Supplied data:
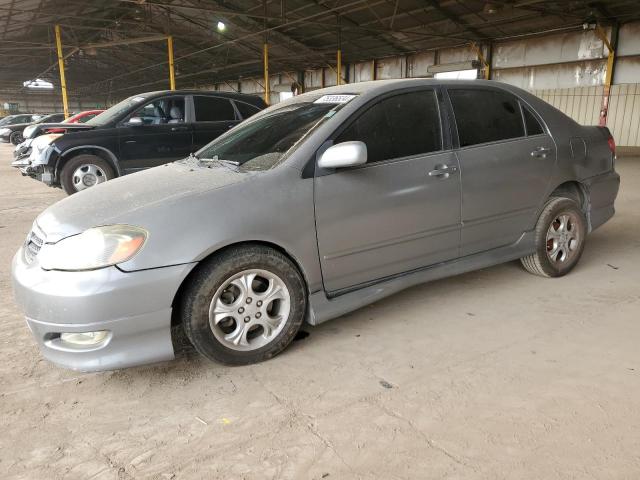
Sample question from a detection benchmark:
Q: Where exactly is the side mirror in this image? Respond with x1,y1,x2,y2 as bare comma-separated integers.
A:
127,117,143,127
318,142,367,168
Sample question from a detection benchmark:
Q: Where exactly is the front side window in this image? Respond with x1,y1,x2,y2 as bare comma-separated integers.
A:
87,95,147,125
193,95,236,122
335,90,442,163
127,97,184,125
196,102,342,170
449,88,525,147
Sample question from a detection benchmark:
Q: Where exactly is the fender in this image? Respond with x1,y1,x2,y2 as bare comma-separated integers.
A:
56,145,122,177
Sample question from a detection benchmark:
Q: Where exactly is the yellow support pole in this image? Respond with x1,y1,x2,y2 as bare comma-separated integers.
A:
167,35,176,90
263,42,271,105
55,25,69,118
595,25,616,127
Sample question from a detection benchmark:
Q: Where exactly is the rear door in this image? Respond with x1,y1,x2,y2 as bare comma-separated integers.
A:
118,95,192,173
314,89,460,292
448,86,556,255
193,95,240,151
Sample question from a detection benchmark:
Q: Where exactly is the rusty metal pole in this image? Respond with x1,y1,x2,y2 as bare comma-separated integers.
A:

* * *

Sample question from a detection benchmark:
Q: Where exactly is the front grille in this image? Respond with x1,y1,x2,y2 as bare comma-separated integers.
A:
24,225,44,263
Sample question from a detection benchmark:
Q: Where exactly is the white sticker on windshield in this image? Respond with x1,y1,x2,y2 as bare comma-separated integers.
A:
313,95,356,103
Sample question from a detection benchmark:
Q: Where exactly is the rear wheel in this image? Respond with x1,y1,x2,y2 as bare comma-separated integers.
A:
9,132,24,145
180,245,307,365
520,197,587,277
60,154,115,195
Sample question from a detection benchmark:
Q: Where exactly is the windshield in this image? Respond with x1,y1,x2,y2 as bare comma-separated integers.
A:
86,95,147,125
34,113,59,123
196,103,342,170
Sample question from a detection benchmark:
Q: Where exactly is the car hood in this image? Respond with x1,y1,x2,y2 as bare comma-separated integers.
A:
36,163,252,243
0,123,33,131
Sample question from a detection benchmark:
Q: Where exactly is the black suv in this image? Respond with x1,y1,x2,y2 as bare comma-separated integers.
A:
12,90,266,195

* * *

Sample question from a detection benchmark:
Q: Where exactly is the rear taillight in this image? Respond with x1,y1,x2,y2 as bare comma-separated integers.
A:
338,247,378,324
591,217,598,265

Problem statement: Please pull out every line of the records that contains the string "pole", and write each one as it appears. Case counts, so match only that exact capitalization.

Finished exercise:
Q: Where exactly is the yellow support pole in this image? Respond with x1,y1,x2,y2 as bare comma-separated integers.
Q: Where exactly is the rusty metal pole in this image? Respond with x1,y1,x2,y2 as bare comma-separated integers.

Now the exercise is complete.